*EXERCISE TEXT*.
■ ■ ■ ■ ■ ■ ■
![JohnSnowLabs](https://nlp.johnsnowlabs.com/assets/images/logo.png)

[![Open In Colab](https://colab.research.google.com/assets/colab-badge.svg)](https://colab.research.google.com/github/JohnSnowLabs/spark-nlp-workshop/blob/master/open-source-nlp/21.0.Document_Splitters.ipynb)

# **Document Splitters**

This notebook will cover the different parameters and usages of `Translator Annotators`.

**📖 Learning Objectives:**

1. Background: Understand the `Translator` such as `MarianTransformer` and M2M100Transformer .

2. Colab setup.

3. Become comfortable with using the different parameters of the annotator.

**🔗 Helpful Links:**

- For Translation models: : [Model Hub](https://sparknlp.org/models?tag=translation)



## **🎬 Colab Setup**

In [None]:
!pip install -q pyspark==3.4.1 spark-nlp

In [2]:
import sparknlp
from sparknlp.base import *
from sparknlp.annotator import *

from pyspark.sql import SparkSession
from pyspark.sql import functions as F
from pyspark.ml import Pipeline, PipelineModel

import pandas as pd

import warnings
warnings.filterwarnings('ignore')

params = {"spark.driver.memory":"16G",
          "spark.kryoserializer.buffer.max":"2000M",
          "spark.driver.maxResultSize":"2000M"}

spark = sparknlp.start(params=params)

print("Spark NLP Version :", sparknlp.version())

spark

Spark NLP Version : 5.3.3


## **Dataset**

In [None]:
!wget https://raw.githubusercontent.com/JohnSnowLabs/spark-nlp-workshop/master/open-source-nlp/data/holmes.txt

In [4]:
textDF = spark.read.text( "holmes.txt", wholetext=True).toDF("text")
■ ■ ■ ■ ■ ■ ■
*REQUIRED TASKS*.
A: Answer these questions about the Spark NLP notebook:
(i) Which Spark NLP version does the notebook print?
(ii) What value does the notebook assign to "spark.driver.memory"?
(iii) Which text file does the notebook fetch with wget?
B: Extend the Spark NLP notebook with the next few cells, starting after the line that reads "holmes.txt" into textDF.

Dataset entries
■ ■ ■ ■ ■ ■ ■
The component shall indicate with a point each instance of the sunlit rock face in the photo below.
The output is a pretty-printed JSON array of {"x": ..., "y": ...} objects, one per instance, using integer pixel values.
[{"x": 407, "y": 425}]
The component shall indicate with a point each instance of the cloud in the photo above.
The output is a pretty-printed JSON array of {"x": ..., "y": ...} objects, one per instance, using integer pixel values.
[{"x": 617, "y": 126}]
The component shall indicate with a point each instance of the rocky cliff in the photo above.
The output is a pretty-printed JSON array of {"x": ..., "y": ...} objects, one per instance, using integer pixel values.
■ ■ ■ ■ ■ ■ ■
*RESPONSES BY TASK*.
A:
(i) 5.3.3
(ii) 16G
(iii) holmes.txt

B:
textDF.show(truncate=100)

+----------------------------------------------------------------------------------------------------+
|                                                                                                text|
+----------------------------------------------------------------------------------------------------+
|THE ADVENTURES OF SHERLOCK HOLMESArthur Conan Doyle Table of contents A Scandal in Bohemia The Re...|
+----------------------------------------------------------------------------------------------------+



# DocumentCharacterTextSplitter Model

## **📜 Background**

`DocumentCharacterTextSplitter`: Annotator which splits large documents into chunks of roughly given size.

DocumentCharacterTextSplitter takes a list of separators. It takes the separators in order and splits subtexts if they are over the chunk length, considering optional overlap of the chunks.

For example, given chunk size 20 and overlap 5:


**🔗 Helpful Links:**

- Python API: [DocumentCharacterTextSplitter](https://sparknlp.org/api/python/reference/autosummary/sparknlp/annotator/document_character_text_splitter/index.html#sparknlp.annotator.document_character_text_splitter.DocumentCharacterTextSplitter)
- Scala API: [DocumentCharacterTextSplitter](https://sparknlp.org/api/com/johnsnowlabs/nlp/annotators/DocumentCharacterTextSplitter)




## **🖨️ Input/Output Annotation Types**

- Input: `DOCUMENT`

- Output: `DOCUMENT`

## **🔎 Parameters**

- `chunkSize`: Size of each chunk of text.
- `chunkOverlap`: Length of the overlap between text chunks , by default `0`.
- `splitPatterns`: Patterns to separate the text by in decreasing priority , by default `["\n\n", "\n", " ", ""]`.
- `patternsAreRegex`: Whether to interpret the split patterns as regular expressions , by default `False`.
 -`keepSeparators`: Whether to keep the separators in the final result , by default `True`.
- `explodeSplits`: Whether to explode split chunks to separate rows , by default `False`.
- `trimWhitespace`: Whether to trim whitespaces of extracted chunks , by default `True`.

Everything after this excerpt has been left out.